### Text

= The Black Angel (novel) =

First edition (publ. Doubleday, Doran)

The Black Angel is a 1943 novel by Cornell Woolrich, which was based on two of his own short stories, Murder in Wax and Face Work (later reissued under the title Angel Face). Woolrich had reworked many of his short stories into full-length novels, including Black Angel.

=="Murder in Wax"==
"Murder in Wax" was first published in the pulp magazine Dime Detective in March 1935, a short story in which a man's mistress is murdered, right before he is about to leave his wife for her. After he is arrested and sentenced to death, the story is narrated by the condemned man's wife as she searches for the killer. The twist in this story is that after she seemingly cornered the murderer, she is revealed to be the killer.

=="Face Work" / "Angel Face"==
Two years later, Woolrich reworked this story again in "Face Work," published in Black Mask in October 1937, although the story was later reissued under the title "Angel Face." The characters were changed from husband and wife to brother and sister. The sister, Jerry Wheeler, is a New York stripper who tries to save her younger brother from being executed after he is found guilty of killing singer Ruby Rose. To achieve this, Wheeler has to insinuate herself into the life and affections of a sadistic nightclub owner.

### Work to do
Print the part of the text on The Black Angel starting with "First edition (publ." and going on through "be the killer.".

Object point labels:

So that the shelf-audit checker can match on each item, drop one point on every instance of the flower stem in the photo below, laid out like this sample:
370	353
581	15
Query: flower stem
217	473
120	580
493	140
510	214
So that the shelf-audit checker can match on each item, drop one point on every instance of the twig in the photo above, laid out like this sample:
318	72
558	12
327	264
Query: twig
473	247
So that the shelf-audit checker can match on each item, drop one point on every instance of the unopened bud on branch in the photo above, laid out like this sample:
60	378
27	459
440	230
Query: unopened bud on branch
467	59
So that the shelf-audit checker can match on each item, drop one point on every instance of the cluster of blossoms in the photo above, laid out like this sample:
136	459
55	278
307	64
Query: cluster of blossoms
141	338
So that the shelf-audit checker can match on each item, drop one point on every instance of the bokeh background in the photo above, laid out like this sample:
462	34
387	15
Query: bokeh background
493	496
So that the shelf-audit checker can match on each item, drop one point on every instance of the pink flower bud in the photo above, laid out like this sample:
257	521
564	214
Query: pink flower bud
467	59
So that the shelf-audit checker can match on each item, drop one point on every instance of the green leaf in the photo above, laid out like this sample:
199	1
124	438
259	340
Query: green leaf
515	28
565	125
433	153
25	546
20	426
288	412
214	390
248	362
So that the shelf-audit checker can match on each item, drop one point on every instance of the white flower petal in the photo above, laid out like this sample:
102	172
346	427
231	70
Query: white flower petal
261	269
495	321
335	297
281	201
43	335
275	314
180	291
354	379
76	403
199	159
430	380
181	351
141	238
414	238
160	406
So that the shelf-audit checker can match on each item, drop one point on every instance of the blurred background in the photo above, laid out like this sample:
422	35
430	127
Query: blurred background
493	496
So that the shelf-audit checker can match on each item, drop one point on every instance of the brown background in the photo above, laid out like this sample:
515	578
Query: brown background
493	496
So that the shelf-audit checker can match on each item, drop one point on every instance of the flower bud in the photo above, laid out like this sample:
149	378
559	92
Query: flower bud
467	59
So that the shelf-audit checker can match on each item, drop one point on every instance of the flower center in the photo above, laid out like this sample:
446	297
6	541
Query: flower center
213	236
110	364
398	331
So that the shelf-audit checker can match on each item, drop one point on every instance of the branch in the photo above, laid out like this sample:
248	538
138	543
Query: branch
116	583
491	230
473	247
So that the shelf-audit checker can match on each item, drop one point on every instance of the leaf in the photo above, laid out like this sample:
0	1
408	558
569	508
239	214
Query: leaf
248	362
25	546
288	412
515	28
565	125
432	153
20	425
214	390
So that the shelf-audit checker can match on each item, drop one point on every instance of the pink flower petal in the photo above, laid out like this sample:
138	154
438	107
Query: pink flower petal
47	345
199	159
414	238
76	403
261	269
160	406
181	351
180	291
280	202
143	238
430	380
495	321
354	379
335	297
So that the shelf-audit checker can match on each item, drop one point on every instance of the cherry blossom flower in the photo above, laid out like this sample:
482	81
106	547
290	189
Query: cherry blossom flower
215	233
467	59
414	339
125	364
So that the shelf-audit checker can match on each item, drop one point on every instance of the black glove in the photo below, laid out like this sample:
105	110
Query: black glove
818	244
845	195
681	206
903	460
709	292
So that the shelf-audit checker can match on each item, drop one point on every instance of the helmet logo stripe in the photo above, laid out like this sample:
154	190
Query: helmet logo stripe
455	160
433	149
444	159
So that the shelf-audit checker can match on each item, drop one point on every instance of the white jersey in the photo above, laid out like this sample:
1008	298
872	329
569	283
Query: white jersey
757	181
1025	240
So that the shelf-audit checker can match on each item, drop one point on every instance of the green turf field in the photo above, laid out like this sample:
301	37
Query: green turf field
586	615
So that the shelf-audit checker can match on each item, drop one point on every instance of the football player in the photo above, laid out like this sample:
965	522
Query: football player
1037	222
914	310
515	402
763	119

### Output
First edition (publ. Doubleday, Doran)

The Black Angel is a 1943 novel by Cornell Woolrich, which was based on two of his own short stories, Murder in Wax and Face Work (later reissued under the title Angel Face). Woolrich had reworked many of his short stories into full-length novels, including Black Angel.

=="Murder in Wax"==
"Murder in Wax" was first published in the pulp magazine Dime Detective in March 1935, a short story in which a man's mistress is murdered, right before he is about to leave his wife for her. After he is arrested and sentenced to death, the story is narrated by the condemned man's wife as she searches for the killer. The twist in this story is that after she seemingly cornered the murderer, she is revealed to be the killer.